Exercise description:
Copy the items below, changing "gray roof" to "slate roof" and keeping everything else the same. Leave the pictures out.

Extracted information:
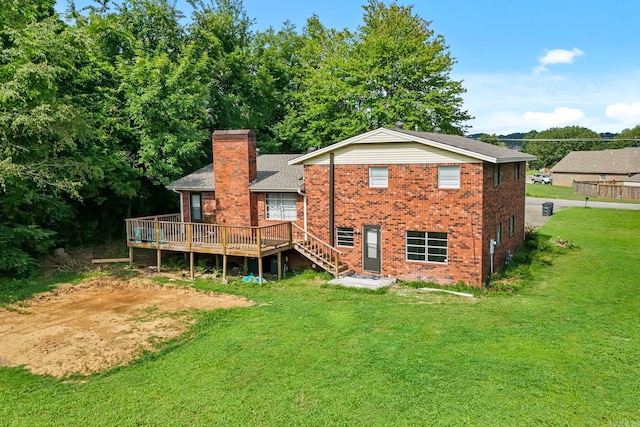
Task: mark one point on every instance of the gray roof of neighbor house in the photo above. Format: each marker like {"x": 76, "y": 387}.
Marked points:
{"x": 454, "y": 143}
{"x": 621, "y": 161}
{"x": 274, "y": 174}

Output for this exercise:
Task: mark one point on every instance of the slate roof of neighbor house in the photo above. Format: each marker like {"x": 76, "y": 387}.
Marked points:
{"x": 454, "y": 143}
{"x": 621, "y": 161}
{"x": 274, "y": 174}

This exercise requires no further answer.